Nothing but the data itself, reproduced exactly, is the expected answer.

________________

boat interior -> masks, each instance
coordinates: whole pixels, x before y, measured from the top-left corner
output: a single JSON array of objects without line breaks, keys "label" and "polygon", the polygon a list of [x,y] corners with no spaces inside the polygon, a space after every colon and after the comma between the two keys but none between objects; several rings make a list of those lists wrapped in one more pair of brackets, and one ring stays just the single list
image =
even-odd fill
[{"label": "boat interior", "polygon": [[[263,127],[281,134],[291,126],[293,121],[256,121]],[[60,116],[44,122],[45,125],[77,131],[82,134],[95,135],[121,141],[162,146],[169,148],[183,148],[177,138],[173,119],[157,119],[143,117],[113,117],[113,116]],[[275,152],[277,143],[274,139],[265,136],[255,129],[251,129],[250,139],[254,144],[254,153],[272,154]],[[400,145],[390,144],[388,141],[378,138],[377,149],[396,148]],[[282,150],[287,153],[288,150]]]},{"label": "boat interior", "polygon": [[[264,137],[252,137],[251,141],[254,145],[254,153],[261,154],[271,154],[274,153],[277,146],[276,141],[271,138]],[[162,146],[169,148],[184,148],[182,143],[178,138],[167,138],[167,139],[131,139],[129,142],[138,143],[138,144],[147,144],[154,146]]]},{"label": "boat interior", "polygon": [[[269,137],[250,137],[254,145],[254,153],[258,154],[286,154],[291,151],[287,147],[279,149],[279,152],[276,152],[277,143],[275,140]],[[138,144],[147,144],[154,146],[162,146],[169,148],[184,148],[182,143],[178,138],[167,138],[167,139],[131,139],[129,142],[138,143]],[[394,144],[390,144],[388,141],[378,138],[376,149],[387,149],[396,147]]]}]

________________

TASK OUTPUT:
boat interior -> masks, each instance
coordinates: whole pixels, x before y, measured from the top-left corner
output: a single JSON array of objects without line breaks, keys "label" and "polygon", the polygon a list of [x,y] corners with no spaces inside the polygon, a space after every colon and after the comma between the two keys but none between objects; several rings make a list of those lists wrapped in one more pair of brackets, and one ring stays just the single list
image =
even-odd fill
[{"label": "boat interior", "polygon": [[[263,127],[281,134],[291,126],[293,121],[256,121]],[[60,116],[44,122],[45,125],[77,131],[82,134],[95,135],[121,141],[162,146],[169,148],[183,148],[177,138],[173,119],[157,119],[143,117],[113,117],[113,116]],[[275,152],[277,143],[274,139],[265,136],[255,129],[251,129],[250,139],[254,144],[254,153],[272,154]],[[400,145],[390,144],[388,141],[378,138],[377,149],[396,148]],[[282,150],[287,153],[288,150]]]},{"label": "boat interior", "polygon": [[[264,137],[252,137],[251,141],[254,145],[254,153],[261,154],[271,154],[274,153],[277,146],[276,141],[271,138]],[[162,146],[169,148],[184,148],[182,143],[178,138],[167,138],[167,139],[131,139],[129,142],[138,143],[138,144],[147,144],[154,146]]]},{"label": "boat interior", "polygon": [[[269,137],[250,137],[254,145],[254,153],[258,154],[286,154],[291,151],[287,147],[279,149],[279,152],[276,152],[277,143],[275,140]],[[138,144],[147,144],[154,146],[162,146],[169,148],[184,148],[182,143],[178,138],[167,138],[167,139],[131,139],[129,142],[138,143]],[[394,144],[390,144],[388,141],[378,138],[376,149],[387,149],[396,147]]]}]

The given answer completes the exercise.